THE TASK: Set down every line of the data exactly, skipping the pictures.

####

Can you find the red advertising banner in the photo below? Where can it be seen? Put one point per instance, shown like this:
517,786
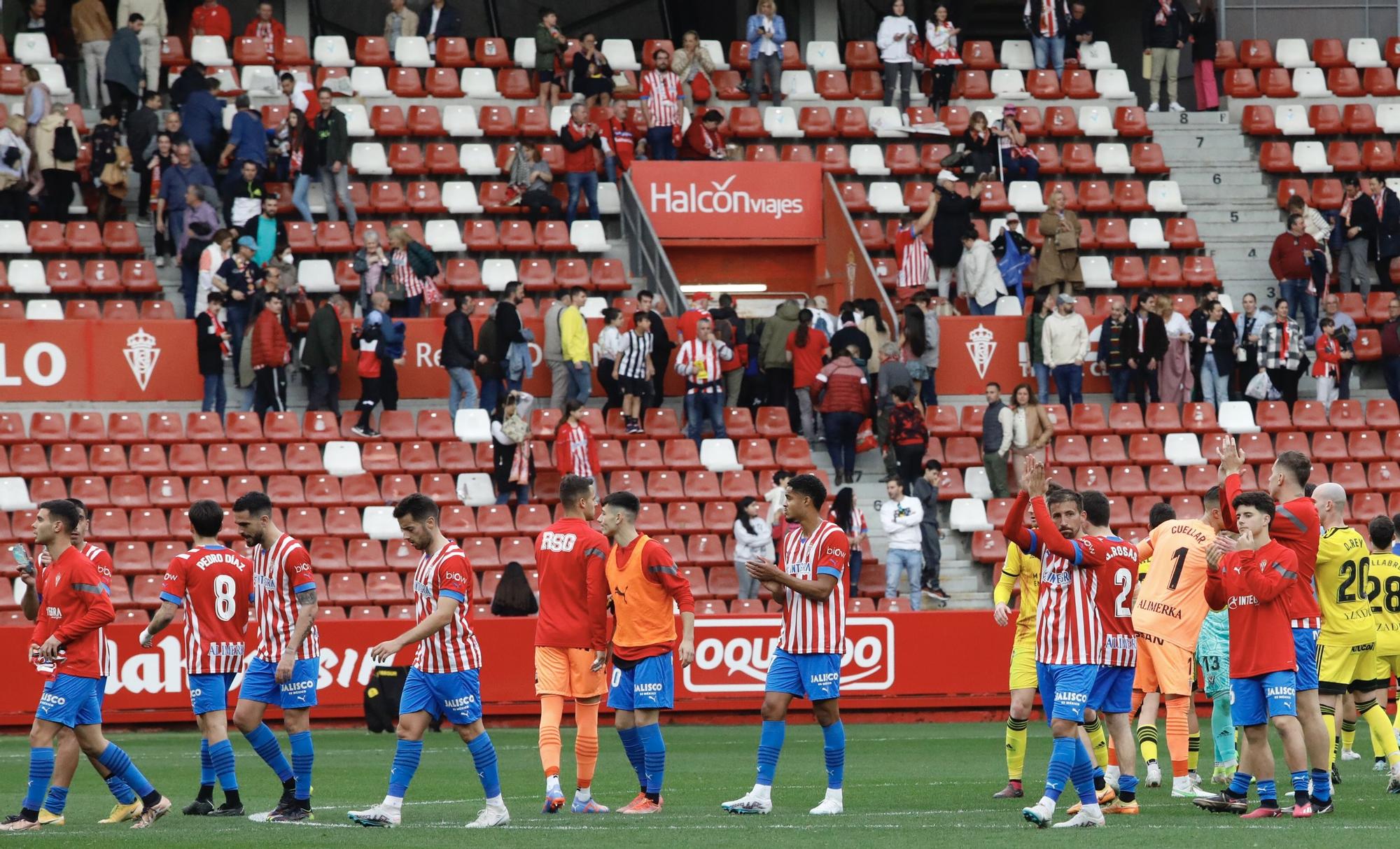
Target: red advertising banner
732,201
892,663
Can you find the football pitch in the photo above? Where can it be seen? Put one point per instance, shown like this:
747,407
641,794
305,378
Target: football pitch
906,785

####

TASK ANSWER:
Can you find the red advertising banner in the photo below? Where can it be seen? Put one point per instance, shown like this:
517,786
Target: red advertising banner
732,201
892,663
Can you find the football pitch in the photo above? Where can it be seen? Put one point per instance, shown like this:
747,407
641,794
305,378
Target: football pitch
906,785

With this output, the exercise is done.